本文抜粋:
----------
見出し画像

中世ヨーロッパのビールジョッキ 〜中世後期〜

はじめに「ジョッキ」という言葉は日本でしか伝わらない言葉です。
ジョッキとはそもそも英語の「ジャグ」のことで、日本でいうピッチャーの様なものです。
では、日本でいうジョッキは本来なんというのでしょう?
取っ手付きの酒器はマグ、タンカードやスタインなどと呼ばれます。

中世のマグはどんなカタチ?

中世の後期はいかにも中世さが熟成された世界でとても魅力的な時代ですね。
中世の酒器というとみなさんはどんなのを思い浮かべますか?
映画やドラマの中にはいろんな酒器が登場しますね。
暮らしぶりや階級によって使うものを違ったと思いますが、普通の庶民は酒場でどの様な酒器でビールを飲んでいたんでしょうね?

ピューター (錫の合金) で出来たこんなのを想像しますか?

画像1

巷で「樽ジョッキ」と言われるこんなのを想像しますか?

画像2

それともこんなブサイクな焼き物を想像しますか?

画像3

15世紀までのいわゆる「中世」と呼ばれる時代に使われていたのは、実は上の画像の中では最後画像のマグしかありません。

最初のいかにも酒場らしい銀色の酒器はタンカードと呼ばれるイギリスのマグで、「ポストメディーヴァル (中世の後) 」と呼ばれる16世紀後半に登場しました。

二番目の画像の樽型ジョッキはファンタジーの産物で全く歴史的なものではありません。

最後の画像の焼き物は14世紀のもので、おそらくビールを入れて直接飲むものです。

ビールの提供方法と飲み方

飲料用の酒器とは別に「ジャグ」というものがありまして、ここに注がれたビールを、焼き物のマグやカップ、ビーカー呼ばれる口の広がったガラスのカップなど各自の酒器に移して飲みま

画像4

(14世紀頃のビールジャグ)

今でいうピッチャーみたいな感じですね。
実際にどの様にして飲んでいたのか、気になりますね。
ちょっと後の時代になりますが16世紀の庶民たちを描いたブリューゲルの絵でも垣間見ることができます。

画像5

(左下で席に置く用のジャグにカメからビールかミードの様な液体を入れてます)

画像6

(この人たちはもうジャグからそのまま飲んでますね、ピッチャーで寄越せ!みたいな感じでしょうか)

現在では注文すれば各自に冷たいビールの満たされた酒器が配膳されますが、昔は樽から直結したビールサービングシステムはありませんでした。
----------
資料欄:
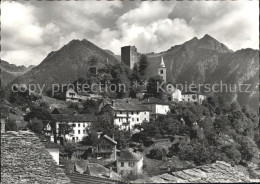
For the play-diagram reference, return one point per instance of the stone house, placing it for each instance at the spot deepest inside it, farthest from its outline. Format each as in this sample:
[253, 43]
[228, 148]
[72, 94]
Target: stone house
[156, 106]
[126, 113]
[129, 162]
[24, 159]
[193, 96]
[105, 147]
[79, 123]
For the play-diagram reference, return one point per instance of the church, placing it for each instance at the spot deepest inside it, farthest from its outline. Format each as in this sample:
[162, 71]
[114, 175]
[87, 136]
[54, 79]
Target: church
[173, 94]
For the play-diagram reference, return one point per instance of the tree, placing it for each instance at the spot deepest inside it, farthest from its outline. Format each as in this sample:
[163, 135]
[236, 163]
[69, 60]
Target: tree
[143, 64]
[73, 105]
[69, 148]
[90, 107]
[36, 125]
[44, 105]
[104, 124]
[90, 138]
[64, 129]
[156, 86]
[10, 125]
[157, 153]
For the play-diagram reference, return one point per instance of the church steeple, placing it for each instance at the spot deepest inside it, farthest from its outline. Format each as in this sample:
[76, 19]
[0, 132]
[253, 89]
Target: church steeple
[162, 70]
[162, 65]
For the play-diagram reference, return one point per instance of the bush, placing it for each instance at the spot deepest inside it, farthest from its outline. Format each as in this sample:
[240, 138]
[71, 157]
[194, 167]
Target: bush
[36, 125]
[10, 125]
[157, 153]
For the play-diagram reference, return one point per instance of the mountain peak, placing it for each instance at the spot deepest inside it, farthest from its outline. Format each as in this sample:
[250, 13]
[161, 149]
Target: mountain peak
[208, 42]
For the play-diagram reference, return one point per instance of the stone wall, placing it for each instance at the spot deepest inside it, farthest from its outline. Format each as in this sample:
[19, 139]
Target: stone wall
[219, 172]
[24, 159]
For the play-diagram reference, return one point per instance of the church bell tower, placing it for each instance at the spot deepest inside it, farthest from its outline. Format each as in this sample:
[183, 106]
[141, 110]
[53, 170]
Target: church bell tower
[162, 70]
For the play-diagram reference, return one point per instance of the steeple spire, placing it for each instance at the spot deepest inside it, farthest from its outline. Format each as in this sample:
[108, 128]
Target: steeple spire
[162, 65]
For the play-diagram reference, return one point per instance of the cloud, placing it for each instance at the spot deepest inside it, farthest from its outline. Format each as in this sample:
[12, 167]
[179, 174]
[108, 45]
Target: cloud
[32, 29]
[148, 28]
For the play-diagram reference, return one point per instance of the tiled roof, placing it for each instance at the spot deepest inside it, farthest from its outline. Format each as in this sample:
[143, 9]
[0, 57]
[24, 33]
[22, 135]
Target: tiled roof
[107, 138]
[4, 112]
[95, 169]
[65, 111]
[87, 179]
[83, 93]
[128, 105]
[127, 155]
[73, 118]
[25, 160]
[219, 172]
[153, 100]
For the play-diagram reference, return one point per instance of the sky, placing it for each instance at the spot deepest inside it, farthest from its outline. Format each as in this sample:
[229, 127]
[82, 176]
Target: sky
[32, 29]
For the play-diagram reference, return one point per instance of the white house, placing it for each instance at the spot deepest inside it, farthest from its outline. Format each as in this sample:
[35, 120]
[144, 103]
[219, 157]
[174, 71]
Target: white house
[127, 114]
[156, 106]
[79, 122]
[173, 93]
[193, 96]
[72, 96]
[53, 150]
[129, 162]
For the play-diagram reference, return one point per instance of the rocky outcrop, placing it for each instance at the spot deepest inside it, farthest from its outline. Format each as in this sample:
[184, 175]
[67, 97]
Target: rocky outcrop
[219, 172]
[25, 160]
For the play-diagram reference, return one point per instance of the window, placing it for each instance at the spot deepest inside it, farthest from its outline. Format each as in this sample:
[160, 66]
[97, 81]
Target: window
[131, 164]
[161, 71]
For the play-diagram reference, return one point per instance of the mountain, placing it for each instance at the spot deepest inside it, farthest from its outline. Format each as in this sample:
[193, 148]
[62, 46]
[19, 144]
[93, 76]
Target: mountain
[10, 71]
[207, 61]
[112, 53]
[67, 64]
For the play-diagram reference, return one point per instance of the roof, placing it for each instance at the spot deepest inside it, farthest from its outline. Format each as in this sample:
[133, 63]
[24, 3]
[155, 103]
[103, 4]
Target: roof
[84, 178]
[64, 111]
[107, 138]
[24, 159]
[4, 112]
[94, 169]
[83, 93]
[127, 155]
[162, 65]
[153, 100]
[73, 118]
[219, 172]
[128, 105]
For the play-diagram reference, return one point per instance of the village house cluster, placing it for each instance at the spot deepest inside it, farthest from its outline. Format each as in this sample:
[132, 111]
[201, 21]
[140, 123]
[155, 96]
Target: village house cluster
[126, 113]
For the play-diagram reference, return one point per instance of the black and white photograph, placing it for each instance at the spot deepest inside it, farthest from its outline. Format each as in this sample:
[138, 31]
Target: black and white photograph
[129, 91]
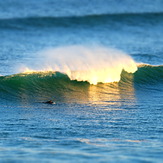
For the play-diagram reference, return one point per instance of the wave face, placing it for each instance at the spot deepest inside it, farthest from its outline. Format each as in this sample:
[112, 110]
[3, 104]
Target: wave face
[41, 86]
[92, 64]
[108, 19]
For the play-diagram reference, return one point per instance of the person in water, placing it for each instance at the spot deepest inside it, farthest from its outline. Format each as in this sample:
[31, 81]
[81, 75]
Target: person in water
[49, 102]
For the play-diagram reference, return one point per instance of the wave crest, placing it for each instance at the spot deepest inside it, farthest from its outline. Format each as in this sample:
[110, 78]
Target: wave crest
[92, 64]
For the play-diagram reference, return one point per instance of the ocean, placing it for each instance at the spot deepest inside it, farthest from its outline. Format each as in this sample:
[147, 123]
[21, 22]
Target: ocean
[100, 62]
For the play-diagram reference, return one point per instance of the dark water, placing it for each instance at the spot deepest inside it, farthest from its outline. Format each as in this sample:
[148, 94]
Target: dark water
[118, 121]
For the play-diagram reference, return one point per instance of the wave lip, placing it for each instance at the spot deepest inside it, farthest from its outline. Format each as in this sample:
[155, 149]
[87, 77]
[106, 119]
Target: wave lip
[92, 64]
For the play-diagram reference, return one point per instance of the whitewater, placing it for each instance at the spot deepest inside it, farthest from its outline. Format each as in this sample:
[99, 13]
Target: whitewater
[101, 64]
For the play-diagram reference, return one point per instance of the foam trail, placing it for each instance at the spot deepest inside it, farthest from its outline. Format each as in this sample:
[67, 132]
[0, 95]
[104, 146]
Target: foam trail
[92, 64]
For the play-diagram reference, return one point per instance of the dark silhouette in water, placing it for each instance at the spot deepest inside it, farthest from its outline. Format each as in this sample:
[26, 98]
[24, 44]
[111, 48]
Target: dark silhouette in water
[49, 102]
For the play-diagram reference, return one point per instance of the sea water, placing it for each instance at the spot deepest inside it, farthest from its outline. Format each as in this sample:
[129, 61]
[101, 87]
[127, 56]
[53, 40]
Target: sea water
[101, 63]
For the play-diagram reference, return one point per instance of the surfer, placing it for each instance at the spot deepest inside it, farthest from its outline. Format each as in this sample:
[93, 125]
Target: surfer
[49, 102]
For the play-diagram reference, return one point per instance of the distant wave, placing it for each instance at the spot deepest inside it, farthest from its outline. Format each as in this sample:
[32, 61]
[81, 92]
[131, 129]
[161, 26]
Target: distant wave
[83, 20]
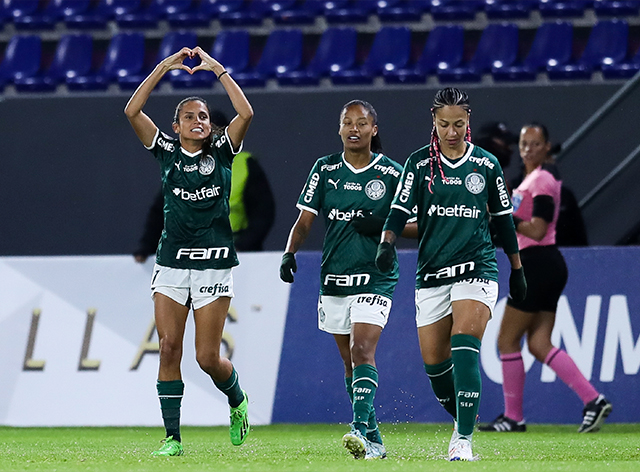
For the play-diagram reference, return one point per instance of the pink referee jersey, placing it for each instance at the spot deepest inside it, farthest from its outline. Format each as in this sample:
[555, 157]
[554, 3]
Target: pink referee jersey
[538, 182]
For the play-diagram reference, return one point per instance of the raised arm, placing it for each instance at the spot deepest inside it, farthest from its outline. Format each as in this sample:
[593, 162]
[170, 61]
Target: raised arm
[240, 123]
[144, 127]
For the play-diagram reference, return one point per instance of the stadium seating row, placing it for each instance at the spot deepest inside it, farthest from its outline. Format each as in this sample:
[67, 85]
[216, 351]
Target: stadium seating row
[95, 14]
[335, 57]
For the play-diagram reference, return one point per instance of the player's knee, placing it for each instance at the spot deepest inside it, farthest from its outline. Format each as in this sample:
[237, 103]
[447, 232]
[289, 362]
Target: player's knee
[209, 361]
[362, 353]
[170, 350]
----------
課題内容 1:
本文について、次の問いに答えなさい。
(a) 日本でいう「ジョッキ」は、そもそも英語のどの言葉のことか。
(b) タンカードはどこの国のマグか。
(c) 最後の画像の焼き物は何世紀のものか。
課題内容 2:
次の各文が本文の内容と合っているかを、はいかいいえで答えなさい。判断の決め手となる本文の言葉をそのまま引用すること。
(a) 樽型ジョッキは歴史的な酒器である。
(b) タンカードは16世紀後半に登場した。
(c) 昔は樽から直結したビールサービングシステムがあった。
課題内容 3: 本文のうち、「中世のマグはどんなカタチ?」から始まり「ルを飲んでいたんでしょうね?」まで続く部分を、一字も変えずに書き写してください。
資料は本文とは別の出典から取ったものである。

解答 1:
(a) 「ジャグ」
(b) イギリス
(c) 14世紀

解答 2:
(a) いいえ。「全く歴史的なものではありません」
(b) はい。「16世紀後半に登場しました」
(c) いいえ。「昔は樽から直結したビールサービングシステムはありませんでした」

解答 3:
中世のマグはどんなカタチ?

中世の後期はいかにも中世さが熟成された世界でとても魅力的な時代ですね。
中世の酒器というとみなさんはどんなのを思い浮かべますか?
映画やドラマの中にはいろんな酒器が登場しますね。
暮らしぶりや階級によって使うものを違ったと思いますが、普通の庶民は酒場でどの様な酒器でビールを飲んでいたんでしょうね?